*Document excerpt:*
===

The U.S. military may one day obtain detailed reconnaissance imagery with laser light that has never touched a target. By using two laser beams and taking advantage of a unique characteristic of quantum mechanics that permits one beam to mirror the state of its twin, researchers are developing low-power systems that can measure, or illuminate, objects across a variety of frequencies, yet generate detailed pictures in the visible spectrum.

As the need for detailed military and commercial imagery grows, so does the need to reproduce that data accurately. Introducing devices that can flexibly illuminate objects in a variety of light frequencies would benefit both commanders and scientists, experts say.

Researchers at Boston University’s Quantum Imaging Laboratory, Massachusetts, are exploring potential applications for this new technology in areas such as imaging, holography and cryptography. 

Much of the research centers on a phenomenon called entanglement, which is a key principle of quantum mechanics. In the entangled state, two particles exhibit identical properties such as charge and frequency even though they are located in separate points in space. Scientists are using this characteristic in their optics experiments, explains Dr. Bahaa E. A. Saleh, Quantum Imaging Laboratory co-director and chairman of the university’s Electrical and Computer Engineering Department.

According to Saleh, quantum imaging begins with a source device that generates two laser beams. Each beam consists of a stream of single photons whose twin photons in the second beam are identical in frequency, direction and polarization. The photons are generated randomly, but because of the principle of entanglement they are identical when they are measured. If the direction and charge of one photon can be determined, it automatically indicates the corresponding state of its twin, he maintains.

This feature presents several advantages. If one beam illuminates an object, the other beam can generate its image. However, because of the properties of entanglement, the beam scanning the target does not have to be high-powered or high- resolution. The interrogating beam only has to return photons to a sensor. This target registration can be done with a simple one-pixel camera. High-resolution measurements are actually carried out by the second beam, which never encounters the target. “That is really the heart of the matter. It is the ability to interrogate an object with one beam and then measure the fact that the interrogation has taken place with very little dissolution. But then you take the other beam that is in the laboratory and has not traveled to the object and use a high-resolution camera to recover the information,” Saleh says.

This permits a kind of distributed image processing where the task of simple target illumination and signal collection is separated from the actual image processing itself, explains laboratory Co-Director Alexander V. Sergienko. “Paradoxically, the high-resolution processing is done with the beam that has never seen the object. The one that went to the object does not require sophisticated processing, it just needs to be detected,” he says.

This type of illumination could facilitate military target and data acquisition. One danger of ranging and illumination lasers is that many defensive sensor systems on military platforms can trace the beam back to the source. However, Sergienko notes, the interrogation beams used in quantum imaging are very weak and spread across several frequencies so they are not detected as a coherent point.  Sensors mistake these beams for background light.

However, he warns that there is a price to pay for being limited to low-level illumination. The low-power beam takes several seconds to illuminate and retrieve the data, making it unsuitable for certain time-sensitive applications, Sergienko explains. The quantum properties of entanglement generate the best images when low levels of photons are used. When a higher power beam is used, too many photons are generated, decreasing the resolution of the image.

===

*To be done:*
A - In the text on quantum imaging with lasers, what kind of camera is enough to register the target?
B - Extend the text on quantum imaging with lasers, picking up right after its final sentence.
The entries that come next aren't needed for anything here.

===

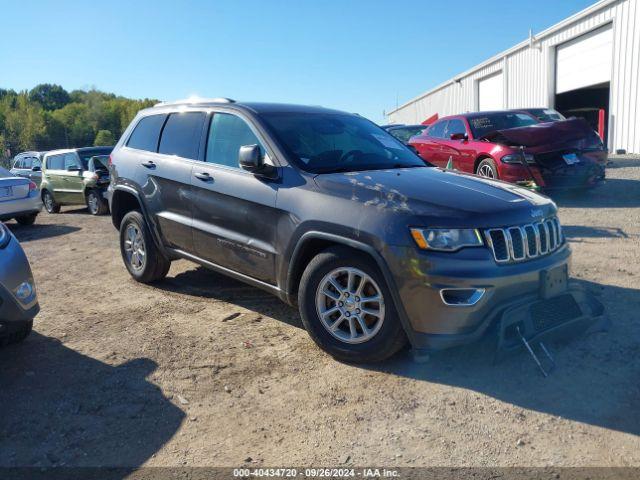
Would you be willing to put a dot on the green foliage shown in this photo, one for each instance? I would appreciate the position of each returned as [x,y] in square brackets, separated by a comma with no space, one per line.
[50,97]
[104,137]
[48,117]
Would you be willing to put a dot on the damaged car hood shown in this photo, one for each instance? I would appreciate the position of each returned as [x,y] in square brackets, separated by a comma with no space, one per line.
[569,131]
[433,192]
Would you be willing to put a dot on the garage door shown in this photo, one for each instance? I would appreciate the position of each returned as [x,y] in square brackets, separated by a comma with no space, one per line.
[584,61]
[491,92]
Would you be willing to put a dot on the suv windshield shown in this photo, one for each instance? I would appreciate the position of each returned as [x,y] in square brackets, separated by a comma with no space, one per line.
[482,125]
[328,142]
[85,155]
[546,114]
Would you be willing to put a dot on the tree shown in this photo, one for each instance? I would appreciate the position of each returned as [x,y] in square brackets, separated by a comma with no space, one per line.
[51,97]
[104,137]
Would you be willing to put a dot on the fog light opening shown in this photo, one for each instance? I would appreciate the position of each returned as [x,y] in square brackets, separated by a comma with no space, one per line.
[461,297]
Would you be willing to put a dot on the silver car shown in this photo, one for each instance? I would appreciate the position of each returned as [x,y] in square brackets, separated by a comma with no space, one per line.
[28,165]
[18,298]
[19,198]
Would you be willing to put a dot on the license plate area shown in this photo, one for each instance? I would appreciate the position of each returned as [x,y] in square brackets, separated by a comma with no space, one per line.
[571,158]
[554,281]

===

*Responses for each task:*
A - A simple one-pixel camera.

B -
Measurements on the first beam primarily indicate the direction and arrival time of the photons at the target object. This data, gathered from the twin beam, is the basis for generating an image of the object. “We are looking at the coincidence of the two photons. One photon tells us something has illuminated the object somewhere, but the other beam—the other photon—tells us where,” Saleh relates.

The two beams do not need to use the same wavelength.  For example, the interrogating beam can be in infrared, but the imaging beam may use the visible spectrum to generate a high-resolution image. This permits a relatively low frequency beam to illuminate an object and, as a result of entanglement, a picture can be recovered in high detail by the second beam.

Sergienko notes that this approach is particularly useful in the infrared spectrum because high-resolution infrared images are hard to obtain. By using sensitive infrared point detectors to record the arrival times of individual photons, an object can be measured by one beam in infrared, while the other beam generates a high-resolution image with an electronic camera. “In this way, your joined signal-to-noise ratio will be significantly higher than if you do a direct infrared measurement,” he explains.

The twin beams are generated with a nonlinear optical crystal, a device commonly used in laboratories to change a laser beam’s color. Once the beams are split and one is sent to interrogate an image, the only communication between the two occurs at the end of the process when the electrical signals from the two detectors are brought together to take measurements, Saleh explains. One advantage of using two beams is that the beam conducting the precise measurements can be located in a stable, secure place while the low-resolution beam interacts with the environment, he says. 

Quantum imaging also may be used to measure the amount of light an object reflects. Traditionally, exactly calibrated, known sources were required to obtain this data. However, if no known source is available, the laboratory’s two-beam method can provide this source because the photons for the beams are generated in pairs. “So if you keep one of these and measure it, then you know exactly what is hitting the object because you are measuring its twin. That is a way of calibrating. In other words, since you have two beams, you don’t need an additional calibration because the two beams must be exactly the same. It allows you to know what is hitting the unknown object,” Saleh says.

Since its founding in 1995, the Quantum Imaging Laboratory also has engaged in a number of other studies involving holography, polarization and cryptography. Quantum holography shares many of the same principles used in traditional holography.

Saleh notes that in traditional holography, a beam of light illuminates an object. Part of that beam passes through and is unaffected by the object while another part of the beam is scattered, creating an interference pattern. A hologram is the record of this interference pattern. Like traditional holography, the laboratory uses a reference beam that splits into two components when it scans an object. A single-pixel point detector instead of a high-resolution camera captures the image, and the second beam measures the object in detail. The second camera must be a high-resolution device for effective three-dimensional imaging, he says.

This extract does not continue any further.